Lower anterior teeth , crowns or veneers?
By: Dr. Kamsiah BDS, MDSc
Lower anterior teeth are rather small and narrow. Crowding may over preparation of the teeth which can ends up with root canal treatment and more treatment.
These teeth appear to be relatively sound teeth that are mildly discoloured, slightly mal positioned, spaced, mottled, show obvious stained enamel cracks, have mild-to-moderate caries on the facial and proximal surfaces, are short in length, or are in other ways unsightly.
Selecting crowns or veneers for treatment
Some important clinical characteristics relative to this decision is intact lingual surfaces .
If the lingual surfaces are worn through to dentin or carious, veneers are not indicated, and crowns should be placed. Lingual surfaces should be intact for veneers .
If there’s lack of enamel on facial surface of teeth, it would be difficult to etch the enamel properly . Enamel provides the most adequate retention of veneers. Occasionally, teeth have either very thin enamel developmentally, or the enamel has eroded or worn off . When the facial surface is more than 50% dentin, crowns are a better treatment choice.
Mandibular anterior teeth often have minimal enamel, making long-term attachment of veneers questionable. Veneers require enamel for optimum retention.
However in this case , we still have considerable amount of enamel because they were minimally prepared .
Significant caries and tooth breakdown above the cervical margin indicated that the best decision for these six maxillary anterior teeth was lithium disilicate crowns.

#####

Directions:
1. Translate this sentence from the text on crowns and veneers into Spanish: "Veneers require enamel for optimum retention."
2. Please explain, in one to three sentences and based on the text on crowns and veneers, why crowns are the better choice when the facial surface of a tooth is more than 50% dentin.

Items listed in a dataset:
#####

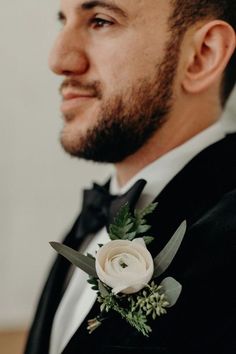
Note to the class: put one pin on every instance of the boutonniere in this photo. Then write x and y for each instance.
(125, 275)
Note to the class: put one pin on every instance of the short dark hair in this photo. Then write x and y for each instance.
(188, 12)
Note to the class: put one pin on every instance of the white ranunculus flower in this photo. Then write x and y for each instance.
(125, 266)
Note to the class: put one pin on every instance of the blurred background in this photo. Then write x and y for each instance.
(41, 186)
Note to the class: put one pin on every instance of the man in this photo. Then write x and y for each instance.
(145, 83)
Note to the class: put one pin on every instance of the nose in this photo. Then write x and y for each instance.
(68, 55)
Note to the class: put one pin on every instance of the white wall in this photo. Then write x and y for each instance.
(40, 185)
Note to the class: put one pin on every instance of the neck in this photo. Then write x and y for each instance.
(176, 130)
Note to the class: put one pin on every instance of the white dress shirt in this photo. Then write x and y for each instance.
(79, 297)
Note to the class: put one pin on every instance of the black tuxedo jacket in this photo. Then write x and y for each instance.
(203, 320)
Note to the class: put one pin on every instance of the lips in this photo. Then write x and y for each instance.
(74, 99)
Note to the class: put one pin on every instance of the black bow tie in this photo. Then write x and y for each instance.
(100, 207)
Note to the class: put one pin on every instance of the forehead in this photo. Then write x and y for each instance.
(130, 8)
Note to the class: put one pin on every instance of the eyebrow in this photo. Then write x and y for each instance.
(89, 5)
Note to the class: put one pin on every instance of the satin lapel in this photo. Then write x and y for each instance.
(191, 193)
(39, 335)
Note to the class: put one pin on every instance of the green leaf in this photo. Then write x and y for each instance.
(146, 211)
(165, 257)
(86, 263)
(143, 228)
(148, 239)
(172, 289)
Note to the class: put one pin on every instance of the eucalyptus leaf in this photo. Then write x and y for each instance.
(143, 228)
(148, 239)
(172, 289)
(86, 263)
(147, 210)
(166, 256)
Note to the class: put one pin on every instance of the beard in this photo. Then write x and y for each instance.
(128, 120)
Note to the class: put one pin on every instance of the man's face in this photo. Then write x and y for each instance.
(118, 75)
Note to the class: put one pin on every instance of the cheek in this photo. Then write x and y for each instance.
(124, 62)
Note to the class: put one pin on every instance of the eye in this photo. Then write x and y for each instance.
(98, 22)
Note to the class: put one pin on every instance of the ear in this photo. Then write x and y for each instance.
(212, 45)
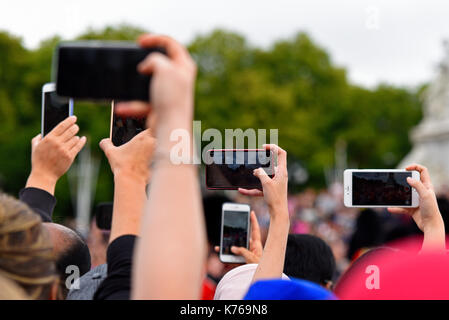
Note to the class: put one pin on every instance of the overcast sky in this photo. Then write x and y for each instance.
(393, 41)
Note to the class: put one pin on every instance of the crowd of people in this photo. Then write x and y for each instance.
(302, 246)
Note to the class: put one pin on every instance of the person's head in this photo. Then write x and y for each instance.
(10, 290)
(235, 283)
(26, 250)
(367, 234)
(310, 258)
(69, 249)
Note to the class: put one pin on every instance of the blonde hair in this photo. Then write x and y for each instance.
(25, 249)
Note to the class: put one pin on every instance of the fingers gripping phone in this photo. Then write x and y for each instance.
(123, 129)
(101, 70)
(235, 224)
(54, 108)
(380, 188)
(229, 169)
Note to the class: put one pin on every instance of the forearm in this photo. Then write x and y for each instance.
(173, 231)
(129, 202)
(271, 264)
(172, 236)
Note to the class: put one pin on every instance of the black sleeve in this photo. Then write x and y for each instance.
(40, 201)
(117, 285)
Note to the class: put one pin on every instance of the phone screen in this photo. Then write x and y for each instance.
(56, 109)
(102, 70)
(381, 189)
(235, 230)
(232, 169)
(125, 128)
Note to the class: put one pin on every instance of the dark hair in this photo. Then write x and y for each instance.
(212, 214)
(25, 249)
(76, 253)
(310, 258)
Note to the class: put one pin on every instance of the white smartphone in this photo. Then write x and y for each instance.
(54, 108)
(124, 129)
(234, 231)
(379, 188)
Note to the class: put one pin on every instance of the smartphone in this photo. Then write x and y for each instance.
(380, 188)
(103, 215)
(54, 108)
(101, 70)
(124, 129)
(229, 169)
(234, 230)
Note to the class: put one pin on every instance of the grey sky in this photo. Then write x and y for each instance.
(394, 41)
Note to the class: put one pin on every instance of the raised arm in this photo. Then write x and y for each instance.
(173, 231)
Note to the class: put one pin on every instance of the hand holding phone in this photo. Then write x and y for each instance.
(234, 168)
(234, 231)
(53, 155)
(380, 188)
(255, 245)
(124, 128)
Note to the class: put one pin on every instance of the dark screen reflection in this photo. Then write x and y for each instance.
(56, 110)
(125, 128)
(234, 169)
(381, 188)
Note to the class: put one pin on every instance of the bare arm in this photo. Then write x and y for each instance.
(271, 263)
(173, 231)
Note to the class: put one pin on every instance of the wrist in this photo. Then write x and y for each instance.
(42, 181)
(280, 216)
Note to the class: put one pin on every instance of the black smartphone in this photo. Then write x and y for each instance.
(123, 128)
(233, 169)
(101, 70)
(103, 215)
(54, 108)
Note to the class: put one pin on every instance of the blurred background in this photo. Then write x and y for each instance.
(342, 81)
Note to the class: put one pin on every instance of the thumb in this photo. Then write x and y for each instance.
(262, 175)
(106, 144)
(418, 185)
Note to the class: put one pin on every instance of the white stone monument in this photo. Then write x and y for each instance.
(431, 137)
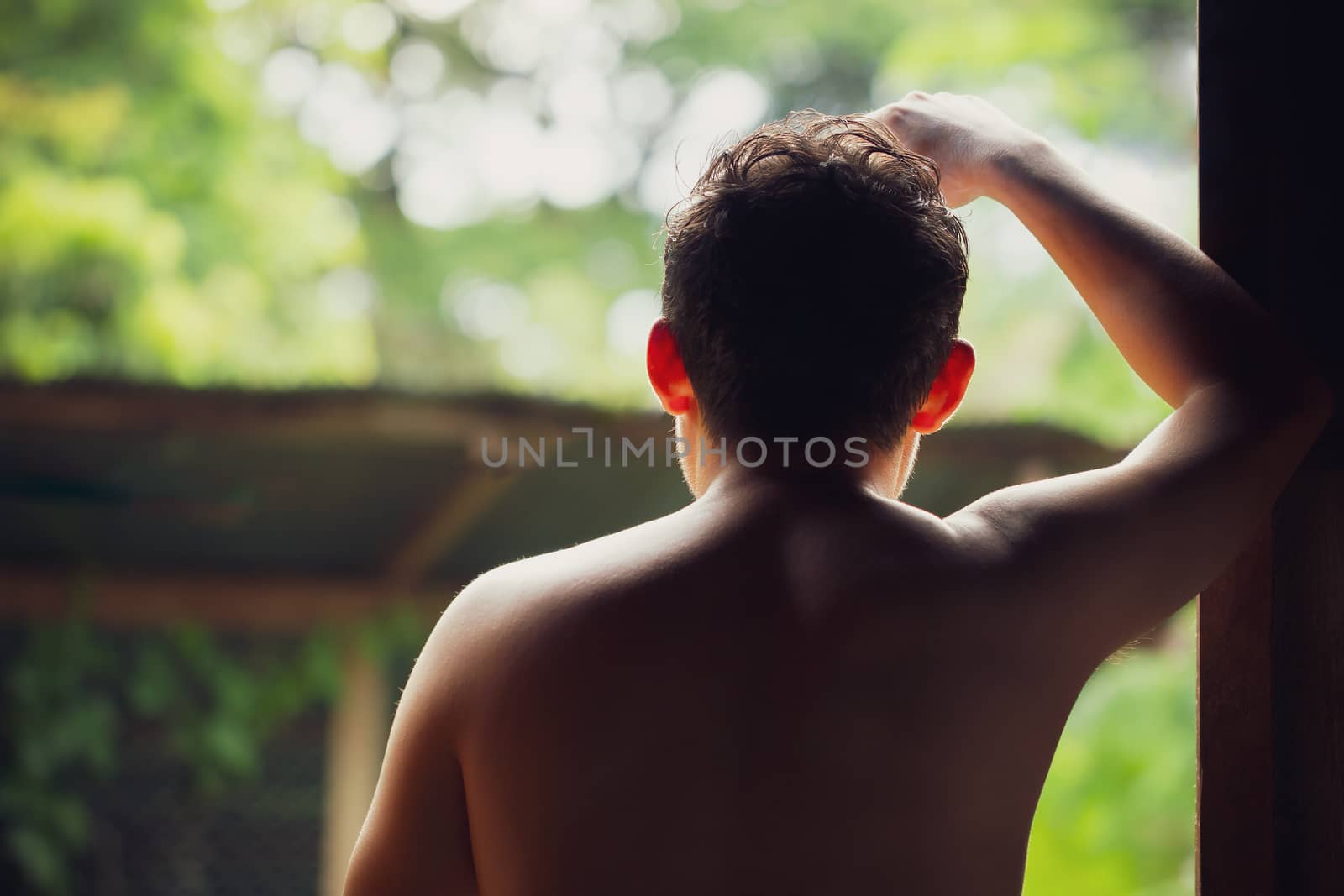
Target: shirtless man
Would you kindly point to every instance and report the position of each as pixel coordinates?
(799, 684)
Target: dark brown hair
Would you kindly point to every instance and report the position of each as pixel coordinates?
(813, 281)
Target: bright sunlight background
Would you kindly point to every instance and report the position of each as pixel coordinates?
(445, 195)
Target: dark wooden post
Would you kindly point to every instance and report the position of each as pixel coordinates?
(1272, 627)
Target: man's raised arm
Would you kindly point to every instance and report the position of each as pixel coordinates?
(1108, 553)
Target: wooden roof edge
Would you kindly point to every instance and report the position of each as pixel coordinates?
(244, 602)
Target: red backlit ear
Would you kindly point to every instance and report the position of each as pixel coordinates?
(667, 371)
(948, 389)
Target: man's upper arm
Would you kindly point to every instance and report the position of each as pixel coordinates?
(1102, 557)
(416, 839)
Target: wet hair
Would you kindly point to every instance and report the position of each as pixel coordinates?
(813, 281)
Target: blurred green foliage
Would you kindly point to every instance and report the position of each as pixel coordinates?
(71, 689)
(165, 217)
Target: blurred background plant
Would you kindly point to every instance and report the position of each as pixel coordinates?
(454, 195)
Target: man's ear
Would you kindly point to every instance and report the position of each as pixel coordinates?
(667, 371)
(948, 389)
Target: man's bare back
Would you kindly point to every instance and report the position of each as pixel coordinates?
(799, 684)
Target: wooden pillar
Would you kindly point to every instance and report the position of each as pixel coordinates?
(1272, 627)
(356, 735)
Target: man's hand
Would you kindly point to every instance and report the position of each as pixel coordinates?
(964, 134)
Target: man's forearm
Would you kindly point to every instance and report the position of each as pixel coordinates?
(1176, 317)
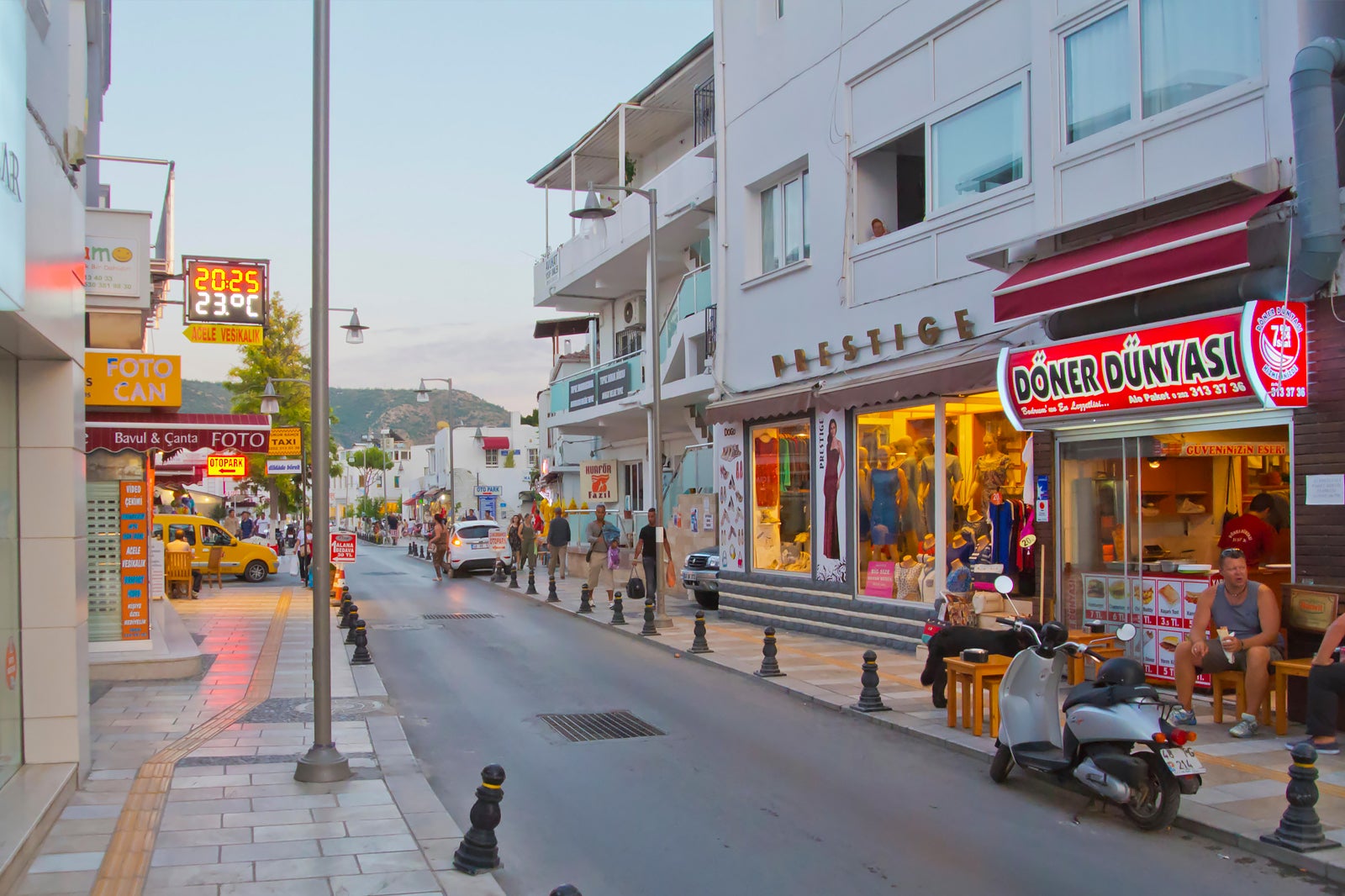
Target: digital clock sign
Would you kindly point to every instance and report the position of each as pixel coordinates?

#####

Answers given:
1. Las carillas requieren esmalte para una retención óptima.

2. Veneers depend on enamel for retention, and enamel provides the most adequate retention for them. Without enough enamel on the facial surface, the enamel is difficult to etch properly, so a crown is the better treatment.